- _WORK TO BE COMPLETED_:
Which lines of the data below contain the string "plank"? Return each one in full.

- _RECORDS SUPPLIED_:

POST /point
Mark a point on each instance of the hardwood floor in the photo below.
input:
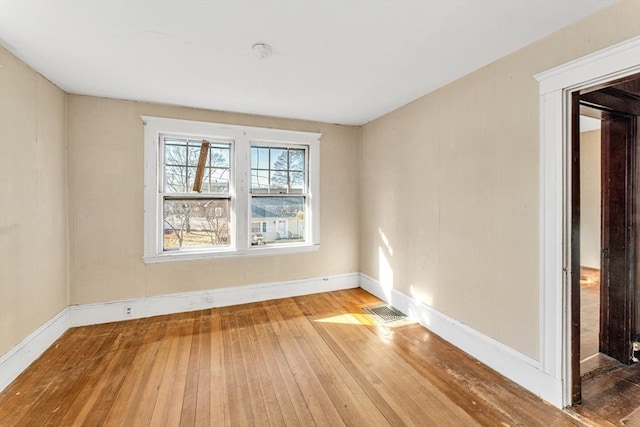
(312, 360)
(610, 389)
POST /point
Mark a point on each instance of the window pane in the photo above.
(279, 181)
(196, 223)
(259, 158)
(296, 182)
(279, 159)
(219, 181)
(175, 180)
(194, 152)
(219, 156)
(281, 219)
(175, 154)
(296, 160)
(259, 181)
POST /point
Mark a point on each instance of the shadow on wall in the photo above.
(385, 271)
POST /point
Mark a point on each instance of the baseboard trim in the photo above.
(18, 358)
(92, 314)
(510, 363)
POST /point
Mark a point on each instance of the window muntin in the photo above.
(181, 161)
(278, 193)
(226, 213)
(279, 170)
(195, 219)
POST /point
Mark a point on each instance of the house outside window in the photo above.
(215, 190)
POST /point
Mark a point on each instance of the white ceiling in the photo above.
(345, 62)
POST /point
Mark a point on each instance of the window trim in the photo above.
(243, 138)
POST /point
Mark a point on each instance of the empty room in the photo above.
(256, 213)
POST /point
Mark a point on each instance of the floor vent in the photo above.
(385, 313)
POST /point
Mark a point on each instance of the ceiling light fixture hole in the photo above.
(261, 50)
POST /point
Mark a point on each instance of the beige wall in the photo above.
(451, 182)
(590, 199)
(106, 207)
(33, 201)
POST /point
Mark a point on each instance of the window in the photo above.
(221, 190)
(278, 193)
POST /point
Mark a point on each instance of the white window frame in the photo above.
(243, 137)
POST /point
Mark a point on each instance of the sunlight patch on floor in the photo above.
(350, 319)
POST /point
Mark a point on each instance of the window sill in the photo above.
(251, 252)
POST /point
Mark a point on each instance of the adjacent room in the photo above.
(319, 212)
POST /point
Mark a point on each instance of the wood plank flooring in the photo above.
(610, 389)
(305, 361)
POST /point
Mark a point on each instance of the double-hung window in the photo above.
(216, 190)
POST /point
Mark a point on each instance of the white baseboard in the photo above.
(92, 314)
(514, 365)
(17, 359)
(508, 362)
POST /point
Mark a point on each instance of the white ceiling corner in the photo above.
(344, 62)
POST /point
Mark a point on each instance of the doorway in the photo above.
(604, 300)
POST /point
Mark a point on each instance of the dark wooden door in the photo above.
(617, 292)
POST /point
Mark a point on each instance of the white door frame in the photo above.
(556, 86)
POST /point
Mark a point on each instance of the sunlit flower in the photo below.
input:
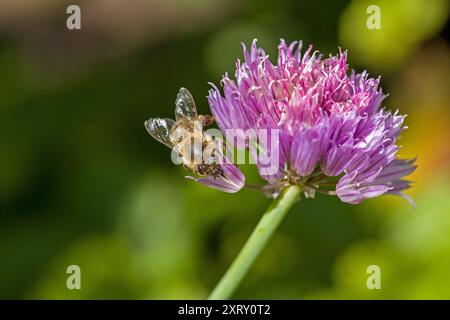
(334, 136)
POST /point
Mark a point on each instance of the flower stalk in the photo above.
(255, 243)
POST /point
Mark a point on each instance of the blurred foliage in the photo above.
(82, 183)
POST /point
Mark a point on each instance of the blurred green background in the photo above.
(82, 183)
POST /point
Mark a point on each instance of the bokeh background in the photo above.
(82, 183)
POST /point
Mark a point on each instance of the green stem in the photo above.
(255, 244)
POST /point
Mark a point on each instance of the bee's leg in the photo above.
(206, 120)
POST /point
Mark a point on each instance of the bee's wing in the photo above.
(185, 105)
(159, 129)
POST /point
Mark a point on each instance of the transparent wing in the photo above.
(159, 129)
(185, 105)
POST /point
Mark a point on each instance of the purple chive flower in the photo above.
(231, 180)
(332, 128)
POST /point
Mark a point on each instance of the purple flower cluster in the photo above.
(330, 121)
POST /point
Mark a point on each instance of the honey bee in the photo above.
(186, 137)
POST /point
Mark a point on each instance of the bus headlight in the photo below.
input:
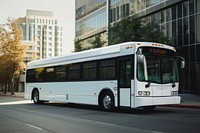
(144, 93)
(174, 93)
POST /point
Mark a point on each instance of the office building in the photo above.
(43, 33)
(179, 19)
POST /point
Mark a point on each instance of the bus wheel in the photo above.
(36, 99)
(107, 102)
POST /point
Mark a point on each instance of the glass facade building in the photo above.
(41, 28)
(178, 19)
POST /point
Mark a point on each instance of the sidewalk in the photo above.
(187, 100)
(16, 94)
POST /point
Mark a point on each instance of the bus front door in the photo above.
(124, 82)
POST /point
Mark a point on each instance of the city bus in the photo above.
(131, 74)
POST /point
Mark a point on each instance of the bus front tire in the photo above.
(107, 101)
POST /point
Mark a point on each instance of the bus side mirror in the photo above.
(182, 64)
(140, 58)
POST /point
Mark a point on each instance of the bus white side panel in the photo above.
(125, 96)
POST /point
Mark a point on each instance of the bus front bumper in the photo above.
(153, 101)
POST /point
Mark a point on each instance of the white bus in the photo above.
(131, 74)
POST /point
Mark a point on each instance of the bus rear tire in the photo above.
(107, 101)
(149, 108)
(35, 96)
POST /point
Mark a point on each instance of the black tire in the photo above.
(35, 97)
(107, 101)
(149, 108)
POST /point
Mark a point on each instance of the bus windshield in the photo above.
(158, 69)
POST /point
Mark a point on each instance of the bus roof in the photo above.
(94, 54)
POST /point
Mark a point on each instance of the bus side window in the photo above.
(60, 73)
(30, 76)
(49, 74)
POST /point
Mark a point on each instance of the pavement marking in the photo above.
(16, 102)
(34, 126)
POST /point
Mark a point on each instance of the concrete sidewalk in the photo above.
(16, 94)
(187, 100)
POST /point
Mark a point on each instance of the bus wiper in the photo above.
(149, 83)
(173, 84)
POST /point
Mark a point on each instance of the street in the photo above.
(18, 115)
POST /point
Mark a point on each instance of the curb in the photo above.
(189, 106)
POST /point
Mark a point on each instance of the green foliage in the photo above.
(11, 52)
(96, 43)
(135, 29)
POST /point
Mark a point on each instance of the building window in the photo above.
(74, 72)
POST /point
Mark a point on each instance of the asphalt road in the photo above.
(24, 116)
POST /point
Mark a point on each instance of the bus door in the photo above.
(124, 82)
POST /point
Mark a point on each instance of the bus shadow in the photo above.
(137, 111)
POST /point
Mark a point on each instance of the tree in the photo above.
(97, 42)
(11, 53)
(135, 29)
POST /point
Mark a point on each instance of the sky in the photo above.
(63, 10)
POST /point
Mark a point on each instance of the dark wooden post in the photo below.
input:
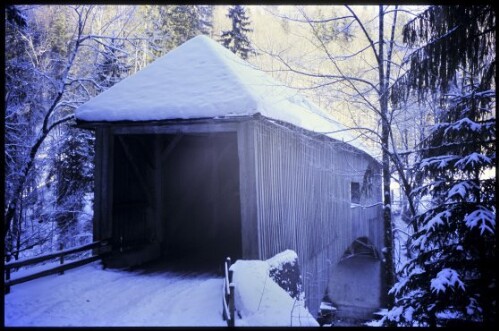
(61, 247)
(7, 278)
(228, 263)
(232, 308)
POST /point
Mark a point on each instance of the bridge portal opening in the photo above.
(201, 212)
(355, 285)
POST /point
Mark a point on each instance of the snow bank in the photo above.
(202, 79)
(260, 301)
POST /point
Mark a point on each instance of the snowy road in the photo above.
(90, 296)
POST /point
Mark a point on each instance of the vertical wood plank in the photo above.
(247, 184)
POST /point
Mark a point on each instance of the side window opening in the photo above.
(355, 192)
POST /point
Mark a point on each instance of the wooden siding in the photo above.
(303, 200)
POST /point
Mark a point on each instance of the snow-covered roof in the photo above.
(202, 79)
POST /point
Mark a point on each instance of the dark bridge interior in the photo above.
(187, 183)
(201, 198)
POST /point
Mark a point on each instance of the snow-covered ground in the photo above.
(90, 296)
(260, 301)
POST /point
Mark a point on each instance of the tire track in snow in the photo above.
(89, 296)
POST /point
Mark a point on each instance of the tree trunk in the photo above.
(385, 131)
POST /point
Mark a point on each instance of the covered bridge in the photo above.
(201, 155)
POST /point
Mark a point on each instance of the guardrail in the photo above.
(228, 311)
(102, 244)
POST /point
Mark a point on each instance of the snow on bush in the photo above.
(446, 278)
(260, 301)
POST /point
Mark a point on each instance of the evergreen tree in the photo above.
(172, 25)
(451, 277)
(72, 173)
(236, 39)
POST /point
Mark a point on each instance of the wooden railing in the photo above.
(102, 244)
(228, 295)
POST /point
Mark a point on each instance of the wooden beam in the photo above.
(247, 189)
(51, 271)
(171, 146)
(136, 170)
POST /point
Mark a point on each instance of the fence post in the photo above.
(7, 278)
(232, 321)
(61, 247)
(228, 261)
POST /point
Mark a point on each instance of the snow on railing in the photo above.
(228, 295)
(102, 244)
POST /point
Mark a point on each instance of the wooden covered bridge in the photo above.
(201, 155)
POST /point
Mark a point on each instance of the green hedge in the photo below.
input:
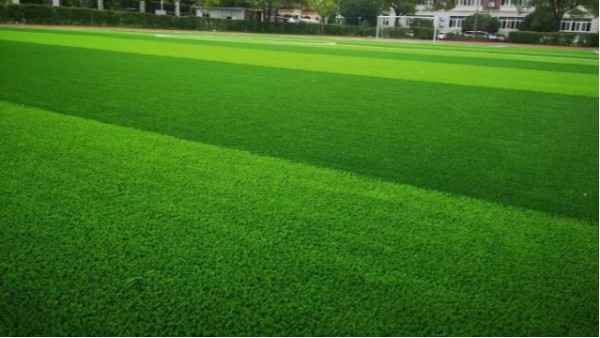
(50, 15)
(555, 38)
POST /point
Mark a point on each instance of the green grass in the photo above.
(292, 189)
(123, 232)
(516, 147)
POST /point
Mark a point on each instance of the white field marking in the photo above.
(273, 41)
(288, 41)
(466, 52)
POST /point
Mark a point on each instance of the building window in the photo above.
(456, 21)
(570, 25)
(510, 22)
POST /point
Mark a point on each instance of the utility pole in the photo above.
(476, 17)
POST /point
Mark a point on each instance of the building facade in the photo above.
(510, 13)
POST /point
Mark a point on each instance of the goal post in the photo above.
(407, 26)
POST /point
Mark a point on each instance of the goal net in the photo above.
(407, 27)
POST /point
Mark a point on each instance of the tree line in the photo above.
(545, 17)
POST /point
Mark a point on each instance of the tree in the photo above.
(323, 7)
(559, 8)
(268, 7)
(481, 22)
(401, 7)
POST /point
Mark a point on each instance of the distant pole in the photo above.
(476, 17)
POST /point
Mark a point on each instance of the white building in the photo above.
(231, 13)
(509, 12)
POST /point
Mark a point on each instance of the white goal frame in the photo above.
(381, 19)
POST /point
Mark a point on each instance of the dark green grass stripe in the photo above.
(442, 57)
(108, 231)
(527, 149)
(536, 51)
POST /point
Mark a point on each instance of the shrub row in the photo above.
(50, 15)
(555, 38)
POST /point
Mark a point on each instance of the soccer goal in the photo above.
(407, 27)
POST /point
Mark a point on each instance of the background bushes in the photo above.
(50, 15)
(76, 16)
(555, 38)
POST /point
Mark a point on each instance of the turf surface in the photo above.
(294, 202)
(123, 232)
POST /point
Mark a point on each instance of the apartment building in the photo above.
(510, 13)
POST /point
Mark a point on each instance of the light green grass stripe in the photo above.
(109, 231)
(549, 82)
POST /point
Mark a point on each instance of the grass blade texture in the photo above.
(150, 194)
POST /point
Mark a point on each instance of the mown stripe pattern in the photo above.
(111, 231)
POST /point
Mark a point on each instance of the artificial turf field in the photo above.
(162, 183)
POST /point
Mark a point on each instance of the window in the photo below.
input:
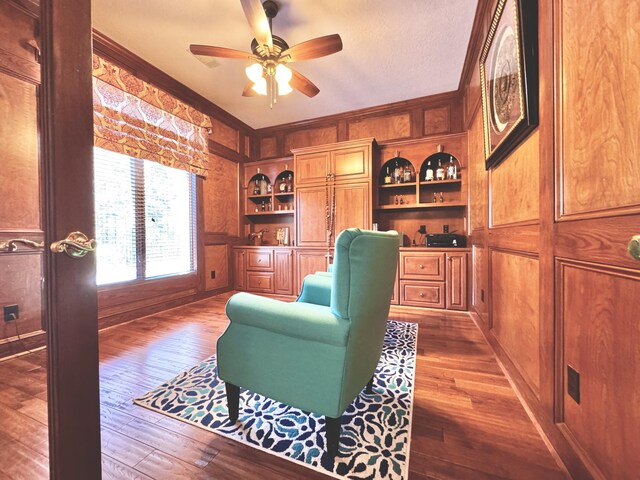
(145, 218)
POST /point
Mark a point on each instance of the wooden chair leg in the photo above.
(369, 388)
(333, 435)
(233, 401)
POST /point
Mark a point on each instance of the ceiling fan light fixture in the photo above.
(284, 88)
(260, 87)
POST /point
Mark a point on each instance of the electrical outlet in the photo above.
(11, 312)
(573, 384)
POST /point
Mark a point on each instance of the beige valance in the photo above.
(135, 118)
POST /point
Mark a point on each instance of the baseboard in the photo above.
(567, 457)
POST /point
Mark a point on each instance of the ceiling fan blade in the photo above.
(249, 91)
(318, 47)
(254, 11)
(221, 52)
(303, 84)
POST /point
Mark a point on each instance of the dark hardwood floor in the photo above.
(467, 421)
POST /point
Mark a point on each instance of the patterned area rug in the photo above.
(376, 428)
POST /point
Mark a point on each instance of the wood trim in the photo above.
(22, 344)
(385, 109)
(226, 152)
(15, 66)
(67, 146)
(112, 51)
(559, 448)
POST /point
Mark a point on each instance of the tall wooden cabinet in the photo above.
(335, 177)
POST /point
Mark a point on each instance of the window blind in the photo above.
(145, 218)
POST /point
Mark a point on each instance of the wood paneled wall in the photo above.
(20, 203)
(391, 123)
(549, 227)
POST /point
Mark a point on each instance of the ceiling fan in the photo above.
(271, 54)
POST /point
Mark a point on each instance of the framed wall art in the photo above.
(509, 78)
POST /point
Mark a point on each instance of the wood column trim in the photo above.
(67, 144)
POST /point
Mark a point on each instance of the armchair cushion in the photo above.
(316, 289)
(295, 319)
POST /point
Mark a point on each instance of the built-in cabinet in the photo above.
(334, 190)
(436, 279)
(339, 179)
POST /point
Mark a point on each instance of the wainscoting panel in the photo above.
(601, 334)
(384, 127)
(515, 186)
(437, 120)
(515, 311)
(310, 138)
(221, 197)
(216, 259)
(598, 148)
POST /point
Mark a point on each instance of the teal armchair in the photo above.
(316, 353)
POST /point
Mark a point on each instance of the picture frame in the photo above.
(509, 78)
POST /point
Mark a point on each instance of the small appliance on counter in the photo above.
(446, 240)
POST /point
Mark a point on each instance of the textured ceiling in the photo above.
(393, 50)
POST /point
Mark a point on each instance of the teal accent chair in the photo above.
(316, 353)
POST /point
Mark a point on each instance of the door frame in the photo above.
(70, 290)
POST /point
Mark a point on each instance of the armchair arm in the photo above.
(301, 320)
(316, 289)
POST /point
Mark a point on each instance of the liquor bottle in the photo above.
(429, 174)
(407, 174)
(440, 171)
(387, 177)
(396, 174)
(452, 171)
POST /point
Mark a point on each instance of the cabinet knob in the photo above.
(634, 247)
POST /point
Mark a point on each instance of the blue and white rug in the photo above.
(376, 428)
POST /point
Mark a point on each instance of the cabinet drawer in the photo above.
(260, 282)
(260, 260)
(422, 266)
(422, 294)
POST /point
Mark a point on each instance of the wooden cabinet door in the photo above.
(311, 168)
(283, 281)
(308, 262)
(260, 259)
(456, 281)
(239, 277)
(422, 266)
(310, 216)
(353, 206)
(350, 163)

- _REPLY_:
Mark a point on each instance of the wood plank flooring in the photo above.
Mark a point on each instance of the vertical wood plank in the photo above.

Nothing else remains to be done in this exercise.